* _PROBLEM STATEMENT_:
Repeat all the records exactly, omitting pictures.

[Records excerpted from a collection]

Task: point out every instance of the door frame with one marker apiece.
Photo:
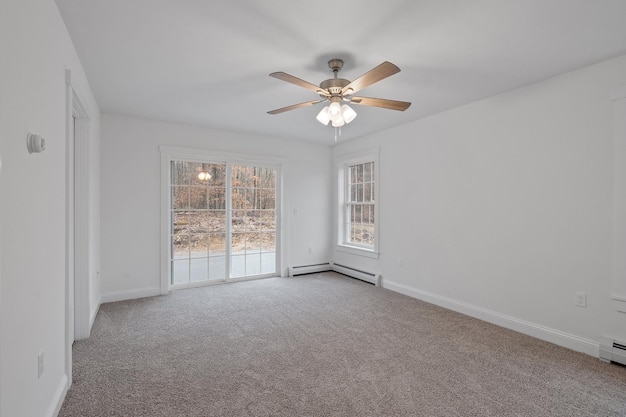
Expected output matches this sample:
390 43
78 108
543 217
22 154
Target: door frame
77 322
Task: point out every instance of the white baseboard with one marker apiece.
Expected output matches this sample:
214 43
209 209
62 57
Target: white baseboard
113 296
570 341
59 397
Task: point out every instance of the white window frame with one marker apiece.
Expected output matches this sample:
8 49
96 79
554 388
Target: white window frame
342 162
172 153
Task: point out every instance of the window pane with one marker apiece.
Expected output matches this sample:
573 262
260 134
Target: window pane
238 243
180 247
367 172
199 245
268 220
252 198
268 242
180 222
253 264
199 269
197 222
181 173
217 267
197 197
239 221
238 266
216 221
180 271
217 244
180 197
253 242
267 199
216 198
239 198
365 214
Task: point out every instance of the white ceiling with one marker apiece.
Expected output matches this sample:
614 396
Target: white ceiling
206 63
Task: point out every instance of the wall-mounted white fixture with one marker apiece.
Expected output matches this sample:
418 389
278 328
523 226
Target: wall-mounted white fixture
35 143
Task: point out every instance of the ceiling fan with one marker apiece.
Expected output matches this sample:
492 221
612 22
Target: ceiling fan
337 90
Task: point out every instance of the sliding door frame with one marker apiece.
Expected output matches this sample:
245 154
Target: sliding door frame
172 153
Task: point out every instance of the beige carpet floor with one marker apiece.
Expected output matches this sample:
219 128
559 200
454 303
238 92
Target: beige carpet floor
324 345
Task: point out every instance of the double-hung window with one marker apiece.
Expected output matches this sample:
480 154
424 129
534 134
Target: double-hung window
358 208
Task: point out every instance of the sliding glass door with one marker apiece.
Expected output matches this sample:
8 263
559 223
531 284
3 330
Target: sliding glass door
223 221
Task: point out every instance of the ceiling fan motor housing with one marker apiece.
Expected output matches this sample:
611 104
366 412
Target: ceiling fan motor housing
334 85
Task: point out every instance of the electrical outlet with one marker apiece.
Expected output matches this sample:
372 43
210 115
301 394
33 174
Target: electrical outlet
581 299
40 364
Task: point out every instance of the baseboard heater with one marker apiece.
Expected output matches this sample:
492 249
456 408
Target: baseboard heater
309 269
612 350
342 269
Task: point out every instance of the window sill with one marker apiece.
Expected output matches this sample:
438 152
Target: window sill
355 250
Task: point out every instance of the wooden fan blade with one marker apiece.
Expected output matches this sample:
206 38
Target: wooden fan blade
384 70
295 106
381 102
297 81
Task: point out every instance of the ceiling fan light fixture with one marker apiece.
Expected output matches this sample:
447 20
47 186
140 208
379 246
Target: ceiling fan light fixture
334 110
347 113
323 117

* _SOLUTION FOR THIS PROBLEM_:
Task: point out every instance of the door frame with one marker apiece.
Photo:
Expected output matches this sample:
390 43
78 108
543 217
22 154
Target: door frame
77 322
Task: point out every instance of the white baseboard with one marker apiece.
Expected output matches this sample:
214 43
209 209
62 57
Target: white baseboard
113 296
570 341
59 397
Task: point out every instance of the white window frame with one marker apiece.
Expected output matches this sample:
8 49
96 79
554 388
Target: white window frame
342 162
172 153
Task: point out every instance of the window pane with one marker apiece.
Expected output matches this sample:
573 262
260 134
Target: window pane
238 243
180 247
367 172
199 245
268 220
252 198
268 242
180 222
253 264
199 269
197 222
181 173
217 267
197 197
239 221
238 266
216 221
180 271
217 244
180 197
253 242
267 199
216 198
239 198
365 214
Task: point out every instance of the white ceiling with one marker apiece.
Expected output matches this sample:
614 396
Target: white ceiling
206 63
Task: point out every instance of the wall-mounted white fixture with one marker apiece.
Expected output matches this sample:
418 389
278 328
523 226
Target: wall-mounted white fixture
35 143
Task: point out every instance of the ceiling fan with one marker apiece.
Expected output matches this sample:
492 221
612 22
Target: ceiling fan
337 90
Task: point out every instance of the sliding door frame with one marker apiece.
Expected output matches this sample:
245 154
Target: sliding door frame
172 153
Task: point out every instance of the beige carpet floor with one marker apiece.
Expected output matches this sample:
219 128
559 200
454 303
238 92
Target: beige carpet floor
324 345
Task: point out every instance of the double-hung window with one marker apiece.
Expected output matches this sample:
480 154
424 129
534 134
Target: double-hung window
358 208
Task: point out every instance of the sliding glass door with one marker apiece.
Expected output matches this sample:
8 263
559 223
531 284
3 330
Target: sliding glass door
223 221
Task: point out every instance of the ceiling fan motor housing with one marker apiece.
Expected output matches this sample:
611 104
366 412
Target: ceiling fan motor housing
334 85
Task: point out every instance of the electrical outlet with one marker apiece.
Expected output matches this sample:
372 43
210 115
301 394
33 174
Target: electrical outlet
581 299
40 364
Task: point out every instance of the baseboard heater with one marker apiece.
Expected output matches this sample:
492 249
456 408
Target: baseboard heater
309 269
612 350
342 269
Task: point out every instance of the window sill with one marker apiece.
Expected output matches this sample:
438 152
Target: window sill
355 250
Task: point out every instance of the wooden fan blade with one marker apiece.
Expected output matches this sample:
206 38
Target: wooden fan blade
384 70
295 106
381 102
297 81
Task: point out every instance of the ceiling fan light fixture with one marker apiece.
Expected output matches this sample:
447 20
47 186
140 208
379 246
Target: ceiling fan light fixture
334 110
347 113
323 117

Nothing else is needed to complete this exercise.